Arbeitsanweisungen =>
(1) Wie lautet der Abschnitt des Textes über die Aum-Sekte von „Shizue Takahashi, die“ bis „später als Sarin.“, wenn man darin „Flüssigkeit“ durch „Substanz“ ersetzt?
(2) Wie lauten die Zeilen der Liste von der Zeile mit „One keypoint belongs on each instance. Indicate the distant“ bis zum Ende der Liste, vollständig wiedergegeben, wenn man jede Koordinate in den Antworten mit 0,9 multipliziert und auf ganze Zahlen rundet, wobei Hälften aufgerundet werden?

Lesetext =>
┌──

Asahara und die anderen Mitglieder von «Aum Shinrikyo» («Höchste Wahrheit») saßen seitdem in der Todeszelle und warteten auf ihre Hinrichtung. Der 63-jährige Sektengründer mit dem bürgerlichen Namen Chizuo Matsumoto hatte während seines gesamten Prozesses entweder geschwiegen oder Unverständliches vor sich hingemurmelt.

Shizue Takahashi, die die Opfer des Kults vertritt, sagte, die Nachricht von den jüngsten Hinrichtungen habe sie aufgewühlt. Noch heute litten die Angehörigen unter den Folgen des Anschlags. Ihr Mann, Kazumasa Takahashi, war stellvertretender Stationsvorsteher am U-Bahnhof Kasumigaseki. Er starb, nachdem er versucht hatte, eine Pfütze einer klaren Flüssigkeit in einem Zug aufzuwischen. Die Behörden identifizierten die Flüssigkeit später als Sarin.

Im Januar dieses Jahres wurde das letzte Gerichtsverfahren gegen Mitglieder der Sekte abgeschlossen. Im März wurden dann 7 der 13 Todeskandidaten aus ihrer Haftanstalt in Tokio in andere Gefängnisse verlegt. Dies gilt in Japan als Anzeichen dafür, dass ihre Exekution durch den Strang näher rückt.

Die drittgrößte Wirtschaftsnation der Welt gehört zu den wenigen Industrieländern, die an der Todesstrafe festhalten. Seit dem Amtsantritt von Regierungschef Shinzo Abe im Dezember 2012 sind damit nun nach inoffiziellen Berechnungen 34 Menschen hingerichtet worden.

Amnesty International kritisierte die jüngsten Hinrichtungen. «Jemandem aus Vergeltung das Leben zu nehmen, ist nie die Antwort», sagte die Ostasienexpertin Hiroka Shoji. Es sei höchste Zeit, dass Japan die Praxis beende, so Shoji. Das Land brauche eine informierte Debatte als ersten Schritt zur Abschaffung der Todesstrafe.

└──

Einträge aus einem Zeige-Datensatz
┌──

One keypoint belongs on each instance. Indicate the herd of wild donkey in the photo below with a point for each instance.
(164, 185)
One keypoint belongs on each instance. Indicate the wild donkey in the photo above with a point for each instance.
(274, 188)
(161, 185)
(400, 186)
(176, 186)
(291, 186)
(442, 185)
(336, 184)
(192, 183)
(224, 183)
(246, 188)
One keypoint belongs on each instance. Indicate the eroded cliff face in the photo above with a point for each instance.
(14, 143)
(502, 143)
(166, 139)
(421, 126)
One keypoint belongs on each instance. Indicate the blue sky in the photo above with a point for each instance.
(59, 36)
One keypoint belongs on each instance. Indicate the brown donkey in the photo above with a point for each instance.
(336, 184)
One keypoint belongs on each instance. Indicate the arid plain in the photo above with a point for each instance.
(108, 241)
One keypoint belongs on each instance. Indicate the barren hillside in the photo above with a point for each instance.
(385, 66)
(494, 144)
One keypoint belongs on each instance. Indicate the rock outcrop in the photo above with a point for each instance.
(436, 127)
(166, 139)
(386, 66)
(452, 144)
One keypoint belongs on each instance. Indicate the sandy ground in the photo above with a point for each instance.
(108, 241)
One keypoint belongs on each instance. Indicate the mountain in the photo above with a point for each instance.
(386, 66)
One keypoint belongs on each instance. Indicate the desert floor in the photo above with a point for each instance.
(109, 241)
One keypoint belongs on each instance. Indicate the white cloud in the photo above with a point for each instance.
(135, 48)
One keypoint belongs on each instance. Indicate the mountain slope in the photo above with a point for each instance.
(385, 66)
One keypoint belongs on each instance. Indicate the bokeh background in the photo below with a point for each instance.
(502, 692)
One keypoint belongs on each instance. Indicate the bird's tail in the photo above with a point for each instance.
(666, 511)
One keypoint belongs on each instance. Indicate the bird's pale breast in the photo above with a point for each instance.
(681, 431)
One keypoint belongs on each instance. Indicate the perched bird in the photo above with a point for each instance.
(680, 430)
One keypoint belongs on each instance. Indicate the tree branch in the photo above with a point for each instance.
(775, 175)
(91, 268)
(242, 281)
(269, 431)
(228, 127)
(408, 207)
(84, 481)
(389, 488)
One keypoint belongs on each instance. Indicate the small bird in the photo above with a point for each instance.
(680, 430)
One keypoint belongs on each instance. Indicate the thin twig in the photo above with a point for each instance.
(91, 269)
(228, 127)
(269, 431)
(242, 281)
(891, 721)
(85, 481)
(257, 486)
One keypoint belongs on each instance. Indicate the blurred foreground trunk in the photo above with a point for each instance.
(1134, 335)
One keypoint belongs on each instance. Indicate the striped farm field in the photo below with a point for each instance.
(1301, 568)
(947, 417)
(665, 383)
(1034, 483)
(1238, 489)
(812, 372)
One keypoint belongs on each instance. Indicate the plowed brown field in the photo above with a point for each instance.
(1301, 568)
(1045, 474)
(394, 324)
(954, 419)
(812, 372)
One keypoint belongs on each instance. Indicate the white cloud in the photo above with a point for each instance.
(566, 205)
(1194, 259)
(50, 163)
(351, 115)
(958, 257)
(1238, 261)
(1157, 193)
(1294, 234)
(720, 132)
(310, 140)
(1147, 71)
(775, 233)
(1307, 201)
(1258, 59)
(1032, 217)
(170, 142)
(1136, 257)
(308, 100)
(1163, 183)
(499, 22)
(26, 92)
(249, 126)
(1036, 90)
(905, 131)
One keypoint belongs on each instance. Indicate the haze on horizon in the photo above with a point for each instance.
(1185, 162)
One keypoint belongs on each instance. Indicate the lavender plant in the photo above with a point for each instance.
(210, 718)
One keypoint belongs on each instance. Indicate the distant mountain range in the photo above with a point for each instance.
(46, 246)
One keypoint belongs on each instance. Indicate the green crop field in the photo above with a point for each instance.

└──

Lösungen =>
(1)
Shizue Takahashi, die die Opfer des Kults vertritt, sagte, die Nachricht von den jüngsten Hinrichtungen habe sie aufgewühlt. Noch heute litten die Angehörigen unter den Folgen des Anschlags. Ihr Mann, Kazumasa Takahashi, war stellvertretender Stationsvorsteher am U-Bahnhof Kasumigaseki. Er starb, nachdem er versucht hatte, eine Pfütze einer klaren Substanz in einem Zug aufzuwischen. Die Behörden identifizierten die Substanz später als Sarin.

(2)
One keypoint belongs on each instance. Indicate the distant mountain range in the photo above with a point for each instance.
(41, 221)
One keypoint belongs on each instance. Indicate the green crop field in the photo above with a point for each instance.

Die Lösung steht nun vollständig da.